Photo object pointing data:
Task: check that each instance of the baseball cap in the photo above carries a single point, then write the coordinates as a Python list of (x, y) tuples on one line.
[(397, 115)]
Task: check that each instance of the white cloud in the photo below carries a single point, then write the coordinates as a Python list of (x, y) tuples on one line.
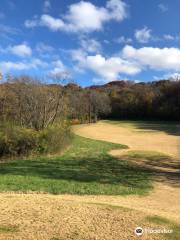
[(169, 37), (110, 68), (83, 17), (47, 5), (21, 50), (44, 48), (2, 15), (32, 23), (162, 7), (123, 39), (143, 35), (90, 45), (54, 24), (7, 31), (154, 58)]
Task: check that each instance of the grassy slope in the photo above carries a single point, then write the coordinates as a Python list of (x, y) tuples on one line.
[(86, 168)]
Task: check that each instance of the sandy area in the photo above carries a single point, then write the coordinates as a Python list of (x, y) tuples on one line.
[(48, 217), (72, 217), (136, 139)]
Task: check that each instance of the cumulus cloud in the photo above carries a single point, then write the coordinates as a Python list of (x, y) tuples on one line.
[(83, 17), (154, 58), (90, 45), (163, 7), (21, 50), (43, 48), (110, 68), (143, 35), (123, 39), (47, 5)]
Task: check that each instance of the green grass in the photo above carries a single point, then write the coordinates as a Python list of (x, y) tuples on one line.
[(166, 223), (85, 168), (148, 155)]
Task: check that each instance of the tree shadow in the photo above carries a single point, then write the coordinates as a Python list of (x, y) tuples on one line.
[(165, 169), (104, 169)]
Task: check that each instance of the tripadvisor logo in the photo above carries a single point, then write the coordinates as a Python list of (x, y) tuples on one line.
[(138, 231)]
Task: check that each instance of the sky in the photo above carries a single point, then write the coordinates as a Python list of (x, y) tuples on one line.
[(90, 42)]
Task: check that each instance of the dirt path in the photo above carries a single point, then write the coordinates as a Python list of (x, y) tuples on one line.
[(48, 217), (134, 138), (72, 217), (164, 200)]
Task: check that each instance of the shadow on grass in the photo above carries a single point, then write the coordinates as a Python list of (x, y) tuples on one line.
[(86, 167), (164, 168)]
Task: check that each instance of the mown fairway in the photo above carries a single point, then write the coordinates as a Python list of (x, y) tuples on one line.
[(163, 137), (85, 168), (106, 189)]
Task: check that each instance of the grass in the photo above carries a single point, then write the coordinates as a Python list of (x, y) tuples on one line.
[(166, 223), (85, 168), (148, 155), (169, 127)]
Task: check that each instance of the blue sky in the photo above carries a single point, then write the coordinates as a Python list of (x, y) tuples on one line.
[(91, 42)]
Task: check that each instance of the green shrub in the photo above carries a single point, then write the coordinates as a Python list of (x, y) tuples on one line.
[(54, 138), (15, 140)]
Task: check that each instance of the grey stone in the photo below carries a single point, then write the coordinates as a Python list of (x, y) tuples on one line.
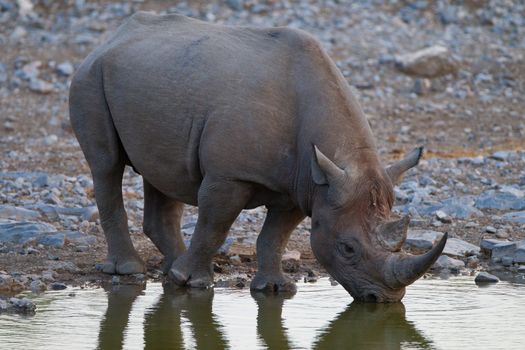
[(22, 232), (41, 86), (223, 250), (17, 213), (84, 39), (422, 239), (80, 238), (512, 190), (56, 240), (502, 234), (23, 306), (29, 71), (503, 155), (458, 247), (41, 181), (87, 213), (443, 217), (236, 5), (490, 229), (507, 261), (485, 277), (3, 73), (446, 262), (57, 286), (460, 207), (501, 201), (517, 217), (479, 160), (37, 286), (499, 251), (519, 254), (65, 68), (430, 62), (487, 245)]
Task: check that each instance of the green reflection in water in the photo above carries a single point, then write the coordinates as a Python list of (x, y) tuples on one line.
[(372, 326), (360, 326)]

◆ **Your objective**: Copy all of the data above word for word, omitting the pictures.

◆ **Right answer**:
Task: check that each instance of the baseball cap in the photo above carries a single point, then write the coordinates as a Python list of (x, y) tuples on one line.
[(397, 115)]
Task: check that each instance of the white cloud in the photo below carries a single point, then write the coordinates as a Python list of (x, y) tuples on one line.
[(169, 37), (110, 68), (83, 17), (47, 5), (21, 50), (44, 48), (2, 15), (32, 23), (162, 7), (123, 39), (143, 35), (90, 45), (54, 24), (7, 31), (154, 58)]
Task: check that each instance of the grassy slope in the photo above carries a single point, then write the coordinates as a Python list of (x, y) tuples on one line.
[(86, 168)]
Task: check that each instance of the sandy area in the photo above carries a single point, then write the coordinates as a Python list of (x, y) tuples on one line.
[(48, 217), (72, 217), (136, 139)]
Task: check that each instance of the cumulus cloud in the photo above carries a single point, then write the coordinates as a Python list of (x, y) tuples on one line.
[(83, 17), (154, 58), (90, 45), (163, 7), (21, 50), (43, 48), (110, 68), (143, 35), (123, 39), (47, 5)]
Task: check that each instance of the green grass in the photo above carries a single point, then write the coordinates as a Python list of (x, y) tuples on one line.
[(166, 223), (85, 168), (148, 155)]
Task: check that each instance of the tree shadow in the photo above carries a single point, then write the coordinates as a Python list of (x, y) tuples on one line.
[(165, 169), (104, 169)]
Task: check that each instance of the tripadvisor logo in the photo above carries a single point, then write the coordinates as a Python list of (x, y) tuples on one line.
[(138, 231)]
Task: check that each instance of the sky in the photo above carries a single point, then write the coordinates as a Python list of (x, y) tuples on one line.
[(90, 42)]
Task: check that each instance of the dirt path in the photo above carries a single point, then write the coordinates as a Python list of (x, y) tuples on one line.
[(48, 217), (134, 138), (72, 217), (164, 200)]
Task: check that each instance of the shadow on grass in the photo above carries a single point, then write the coordinates as a Python list of (x, y) tuples on one line.
[(86, 167), (164, 168)]
Task: check that each instance of the mown fairway in the photo above carries a single point, then write the coordinates as a Python list of (x, y) tuples on one line.
[(163, 137), (85, 168), (106, 189)]
Task: check that each instance of the grass in the photo above carries a single point, then write the coordinates as a Python list of (x, y) tuples on one line.
[(166, 223), (85, 168), (148, 155), (169, 127)]
Task: check that each instance of the blue sky in the photo above carries a single point, then write the coordinates as a Python list of (x, y) tuples on one line.
[(91, 42)]
Task: check that each instance of the green shrub in the photo above carries a single point, then write the coordinates as a Python list of (x, y) tuples on one line.
[(54, 138), (15, 140)]
Task: check that each instance of the grey stone in the photo below carries a single point, then write the coordinates as a Python list of (x, y) tuples on one line.
[(22, 232), (41, 86), (223, 250), (17, 213), (84, 39), (422, 239), (80, 238), (512, 190), (56, 240), (502, 234), (23, 306), (29, 71), (503, 155), (458, 247), (41, 181), (87, 213), (443, 217), (236, 5), (490, 229), (507, 261), (485, 277), (3, 73), (446, 262), (57, 286), (460, 207), (501, 201), (517, 217), (479, 160), (37, 286), (499, 251), (519, 254), (65, 68), (430, 62), (487, 245)]
Task: check that each instance of the green reflection in water in the photo above carries a single point, then write the coordinates as a Python list of (x, y) tuples on one line.
[(372, 326), (360, 326)]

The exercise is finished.